Point localization data:
—————

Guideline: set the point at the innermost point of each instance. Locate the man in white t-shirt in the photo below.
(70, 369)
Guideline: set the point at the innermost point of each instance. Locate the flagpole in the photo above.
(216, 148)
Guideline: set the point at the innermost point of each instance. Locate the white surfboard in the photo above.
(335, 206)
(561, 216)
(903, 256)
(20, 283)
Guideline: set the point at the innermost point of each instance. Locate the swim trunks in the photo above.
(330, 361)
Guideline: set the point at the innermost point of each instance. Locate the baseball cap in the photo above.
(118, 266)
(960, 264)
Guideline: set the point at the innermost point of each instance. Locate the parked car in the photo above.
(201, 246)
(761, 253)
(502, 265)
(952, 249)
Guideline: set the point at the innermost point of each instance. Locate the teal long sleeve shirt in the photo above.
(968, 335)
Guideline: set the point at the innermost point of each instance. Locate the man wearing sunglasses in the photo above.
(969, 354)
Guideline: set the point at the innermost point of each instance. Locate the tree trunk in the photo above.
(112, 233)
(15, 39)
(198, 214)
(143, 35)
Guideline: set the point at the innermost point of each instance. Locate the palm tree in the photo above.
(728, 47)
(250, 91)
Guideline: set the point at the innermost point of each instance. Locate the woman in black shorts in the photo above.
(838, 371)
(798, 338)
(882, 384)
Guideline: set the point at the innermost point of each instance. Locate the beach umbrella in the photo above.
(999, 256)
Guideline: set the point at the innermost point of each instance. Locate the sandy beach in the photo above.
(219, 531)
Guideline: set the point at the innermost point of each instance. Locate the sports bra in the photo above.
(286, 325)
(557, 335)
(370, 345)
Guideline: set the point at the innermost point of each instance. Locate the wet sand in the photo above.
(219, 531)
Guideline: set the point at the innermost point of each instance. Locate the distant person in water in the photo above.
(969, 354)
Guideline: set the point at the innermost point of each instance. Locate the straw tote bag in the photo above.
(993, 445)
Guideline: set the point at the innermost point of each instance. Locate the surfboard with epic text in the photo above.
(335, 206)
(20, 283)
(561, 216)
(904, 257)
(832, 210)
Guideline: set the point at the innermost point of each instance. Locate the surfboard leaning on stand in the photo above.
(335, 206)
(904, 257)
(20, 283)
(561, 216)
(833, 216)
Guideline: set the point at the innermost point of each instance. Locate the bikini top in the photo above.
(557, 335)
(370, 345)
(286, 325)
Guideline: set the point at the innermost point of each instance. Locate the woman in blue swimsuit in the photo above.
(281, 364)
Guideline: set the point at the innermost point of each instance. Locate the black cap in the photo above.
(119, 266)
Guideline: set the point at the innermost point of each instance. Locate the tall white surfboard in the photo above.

—————

**Task to complete:**
An exact copy of the data, with every line intact, is the required answer.

**Solved exercise:**
Guideline: set the point at the innermost point of each instance. Locate the man in white t-shirt in the photo below.
(70, 369)
Guideline: set the point at the innermost point of each instance. Locate the flagpole in the photo above.
(216, 148)
Guideline: set the point at the innermost point of each instance. Locate the white surfboard in the photo above.
(335, 206)
(561, 216)
(903, 256)
(20, 283)
Guideline: set the point at the innermost point of each instance. Locate the swim trunks in the photo above.
(330, 361)
Guideline: set the point at the innermost point of each instance. Locate the baseball cap in the photo above.
(118, 266)
(960, 264)
Guideline: set the point at the innermost point of each instance. Locate the parked car in the photo above.
(201, 246)
(761, 253)
(502, 265)
(952, 249)
Guideline: set the point at the innermost point of each instance. Locate the teal long sleeve shirt in the photo above.
(968, 335)
Guideline: set the point at the innermost point of each instance. Locate the man wearing sunglasses in the photo above.
(969, 354)
Guideline: set the point at the innermost point of each instance. Locate the tree trunk in the photo above.
(112, 233)
(15, 39)
(198, 214)
(143, 35)
Guideline: set the point at the innermost point of each instance. Locate the palm tree in the photo above.
(728, 47)
(250, 91)
Guideline: set the point at the innermost point of each instance. Locate the woman in black shorts in the photo above.
(838, 371)
(798, 338)
(882, 384)
Guideline: set the point at the innermost point of each instance. Locate the beach umbrella in the photo above.
(999, 256)
Guideline: set the point at the innermost point of each instance. Locate the sandy beach in the photo above.
(219, 531)
Guideline: set the point at the innermost point of each instance. Locate the sports bra in the photo above.
(286, 325)
(557, 335)
(370, 345)
Guideline: set the point at the innermost point of each instance. Locate the wet sand in the photo above.
(219, 531)
Guideline: set the point at the innermost point of each instance. Locate the distant person in water in the photo above.
(969, 354)
Guideline: set the point at the innermost point of each instance. Locate the straw tote bag in the photo above.
(993, 445)
Guideline: set the point at the innermost point of each instance. Locate the surfboard with epic text in the photo above.
(335, 206)
(20, 283)
(561, 216)
(904, 257)
(832, 210)
Guideline: set the point at the innermost point of each instance. Locate the surfboard leaning on stand in the photo above.
(335, 206)
(904, 257)
(20, 283)
(561, 216)
(833, 216)
Guideline: set the point at the innermost point of each instance. Locate the bikini top in the photo above.
(557, 335)
(370, 345)
(286, 325)
Guideline: set the point at the innermost point of each instance. Locate the woman in blue swimsuit in the photo above.
(281, 364)
Guideline: set the point at the innermost point of each instance. Locate the black cap in the photo above.
(119, 266)
Guideline: set the point at the innermost point of each instance. Locate the tall white surfboard in the photo above.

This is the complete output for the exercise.